Print the whole listing exactly.

> [Recorded data]:
···

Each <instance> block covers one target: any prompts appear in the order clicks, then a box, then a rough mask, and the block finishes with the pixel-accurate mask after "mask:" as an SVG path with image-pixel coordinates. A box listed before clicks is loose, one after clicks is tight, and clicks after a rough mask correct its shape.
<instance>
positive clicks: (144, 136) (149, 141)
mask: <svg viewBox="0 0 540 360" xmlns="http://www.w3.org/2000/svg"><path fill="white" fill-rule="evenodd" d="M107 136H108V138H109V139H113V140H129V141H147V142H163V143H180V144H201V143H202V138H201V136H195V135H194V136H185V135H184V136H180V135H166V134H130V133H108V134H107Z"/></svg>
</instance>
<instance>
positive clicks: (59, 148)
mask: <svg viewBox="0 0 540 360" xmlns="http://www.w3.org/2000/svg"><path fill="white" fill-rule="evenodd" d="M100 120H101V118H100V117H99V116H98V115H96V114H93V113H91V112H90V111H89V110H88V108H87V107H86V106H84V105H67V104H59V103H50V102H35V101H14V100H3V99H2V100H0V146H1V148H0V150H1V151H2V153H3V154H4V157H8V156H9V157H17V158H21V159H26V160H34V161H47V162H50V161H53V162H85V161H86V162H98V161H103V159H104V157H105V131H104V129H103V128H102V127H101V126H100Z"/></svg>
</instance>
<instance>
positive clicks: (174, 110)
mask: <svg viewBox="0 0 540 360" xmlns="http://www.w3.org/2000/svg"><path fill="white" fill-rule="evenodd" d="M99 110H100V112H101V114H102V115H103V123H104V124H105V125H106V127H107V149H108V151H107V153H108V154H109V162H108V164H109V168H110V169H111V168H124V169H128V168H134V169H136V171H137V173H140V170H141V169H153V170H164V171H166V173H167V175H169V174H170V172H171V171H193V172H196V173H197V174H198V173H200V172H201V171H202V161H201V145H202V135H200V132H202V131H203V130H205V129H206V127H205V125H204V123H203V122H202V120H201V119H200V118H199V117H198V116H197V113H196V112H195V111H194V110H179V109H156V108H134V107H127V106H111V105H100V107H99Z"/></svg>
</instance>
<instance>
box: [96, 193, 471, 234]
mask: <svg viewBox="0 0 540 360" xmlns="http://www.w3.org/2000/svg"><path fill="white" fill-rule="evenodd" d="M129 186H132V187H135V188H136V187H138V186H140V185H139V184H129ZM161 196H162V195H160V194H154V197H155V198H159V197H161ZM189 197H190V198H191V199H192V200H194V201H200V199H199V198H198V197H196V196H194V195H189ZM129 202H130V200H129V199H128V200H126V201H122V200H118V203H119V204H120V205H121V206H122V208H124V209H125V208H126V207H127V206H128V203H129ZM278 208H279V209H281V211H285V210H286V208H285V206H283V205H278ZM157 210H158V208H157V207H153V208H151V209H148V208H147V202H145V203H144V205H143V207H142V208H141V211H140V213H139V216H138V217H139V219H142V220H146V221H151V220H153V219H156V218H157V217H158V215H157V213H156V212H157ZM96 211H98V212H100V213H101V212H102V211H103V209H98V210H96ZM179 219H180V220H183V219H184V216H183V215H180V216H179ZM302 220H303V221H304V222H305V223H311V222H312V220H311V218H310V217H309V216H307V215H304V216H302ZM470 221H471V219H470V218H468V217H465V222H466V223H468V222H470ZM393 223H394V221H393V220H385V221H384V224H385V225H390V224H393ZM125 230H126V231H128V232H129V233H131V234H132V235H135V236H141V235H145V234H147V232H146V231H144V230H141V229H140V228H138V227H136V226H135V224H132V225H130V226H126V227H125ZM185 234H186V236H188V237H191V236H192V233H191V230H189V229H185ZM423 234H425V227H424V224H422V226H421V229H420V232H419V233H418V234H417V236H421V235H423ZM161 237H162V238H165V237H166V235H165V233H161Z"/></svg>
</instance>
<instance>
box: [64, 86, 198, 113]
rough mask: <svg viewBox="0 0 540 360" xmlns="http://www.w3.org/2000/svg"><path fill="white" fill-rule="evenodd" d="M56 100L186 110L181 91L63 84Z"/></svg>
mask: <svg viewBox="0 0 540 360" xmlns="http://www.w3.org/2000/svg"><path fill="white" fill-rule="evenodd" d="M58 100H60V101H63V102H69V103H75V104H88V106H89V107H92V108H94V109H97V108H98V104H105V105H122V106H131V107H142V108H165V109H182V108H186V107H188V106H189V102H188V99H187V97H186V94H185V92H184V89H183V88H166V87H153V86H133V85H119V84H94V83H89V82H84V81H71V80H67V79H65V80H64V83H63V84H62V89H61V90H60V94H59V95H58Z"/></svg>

···

> [Response area]:
Each <instance> block covers one target: any prompts appear in the order clicks, then a box, then a rough mask, and the block finishes with the pixel-accurate mask after "mask:" as an SVG path with image-pixel coordinates. A box listed before clicks is loose, one after clicks is tight, and clicks after a rough mask correct its shape.
<instance>
positive clicks: (144, 136) (149, 141)
mask: <svg viewBox="0 0 540 360" xmlns="http://www.w3.org/2000/svg"><path fill="white" fill-rule="evenodd" d="M107 136H108V138H109V139H113V140H129V141H147V142H163V143H180V144H201V143H202V138H201V136H195V135H194V136H185V135H184V136H180V135H166V134H130V133H108V134H107Z"/></svg>
</instance>
<instance>
positive clicks: (59, 148)
mask: <svg viewBox="0 0 540 360" xmlns="http://www.w3.org/2000/svg"><path fill="white" fill-rule="evenodd" d="M100 120H101V118H100V117H99V116H98V115H96V114H93V113H91V112H90V111H89V110H88V108H87V107H86V106H84V105H67V104H59V103H50V102H35V101H14V100H3V99H2V100H0V146H1V148H0V150H1V151H2V153H3V154H4V157H8V156H9V157H17V158H21V159H26V160H34V161H47V162H50V161H53V162H85V161H86V162H98V161H103V159H104V157H105V131H104V129H103V128H102V127H101V126H100Z"/></svg>
</instance>
<instance>
positive clicks: (174, 110)
mask: <svg viewBox="0 0 540 360" xmlns="http://www.w3.org/2000/svg"><path fill="white" fill-rule="evenodd" d="M99 110H100V112H101V114H102V115H103V123H104V124H105V125H106V127H107V149H108V151H107V153H108V154H109V162H108V164H109V168H110V169H111V168H124V169H128V168H134V169H136V171H137V173H140V170H141V169H153V170H164V171H166V173H167V175H169V174H170V172H171V171H193V172H196V173H197V174H198V173H200V172H201V171H202V161H201V145H202V135H200V132H202V131H203V130H205V129H206V127H205V125H204V123H203V122H202V120H201V119H200V118H199V117H198V116H197V113H196V112H195V111H194V110H179V109H156V108H134V107H127V106H111V105H100V107H99Z"/></svg>
</instance>
<instance>
box: [96, 193, 471, 234]
mask: <svg viewBox="0 0 540 360" xmlns="http://www.w3.org/2000/svg"><path fill="white" fill-rule="evenodd" d="M129 186H132V187H135V188H136V187H138V186H140V185H139V184H129ZM161 196H162V195H160V194H154V197H155V198H159V197H161ZM189 197H190V198H191V199H192V200H194V201H200V199H199V198H198V197H196V196H194V195H189ZM129 202H130V200H129V199H128V200H126V201H122V200H118V203H119V204H120V205H121V206H122V208H124V209H125V208H126V207H127V206H128V203H129ZM278 208H279V209H281V211H285V210H286V208H285V206H283V205H278ZM157 210H158V208H157V207H153V208H151V209H148V208H147V202H145V203H144V205H143V207H142V208H141V211H140V213H139V216H138V217H139V219H142V220H146V221H151V220H153V219H156V218H157V217H158V215H157V213H156V212H157ZM96 211H98V212H100V213H101V212H102V211H103V209H98V210H96ZM179 219H180V220H183V219H184V216H183V215H180V216H179ZM302 220H303V221H304V222H305V223H311V222H312V220H311V218H310V217H309V216H307V215H304V216H302ZM470 221H471V219H470V218H468V217H465V222H466V223H468V222H470ZM393 223H394V221H393V220H385V221H384V224H385V225H390V224H393ZM125 230H126V231H128V232H129V233H131V234H132V235H135V236H141V235H145V234H147V232H146V231H144V230H141V229H140V228H138V227H136V226H135V224H132V225H130V226H126V227H125ZM185 234H186V236H188V237H191V236H192V233H191V230H189V229H185ZM423 234H425V227H424V224H422V226H421V229H420V232H419V233H418V234H417V236H421V235H423ZM161 237H162V238H165V237H166V235H165V233H161Z"/></svg>
</instance>
<instance>
box: [64, 86, 198, 113]
rough mask: <svg viewBox="0 0 540 360" xmlns="http://www.w3.org/2000/svg"><path fill="white" fill-rule="evenodd" d="M56 100L186 110L181 91L63 84Z"/></svg>
mask: <svg viewBox="0 0 540 360" xmlns="http://www.w3.org/2000/svg"><path fill="white" fill-rule="evenodd" d="M58 100H60V101H63V102H69V103H75V104H88V106H89V107H92V108H94V109H97V108H98V104H105V105H122V106H131V107H142V108H165V109H182V108H186V107H188V106H189V102H188V99H187V97H186V94H185V92H184V89H183V88H166V87H153V86H133V85H119V84H94V83H89V82H84V81H71V80H67V79H65V80H64V83H63V84H62V89H61V90H60V94H59V95H58Z"/></svg>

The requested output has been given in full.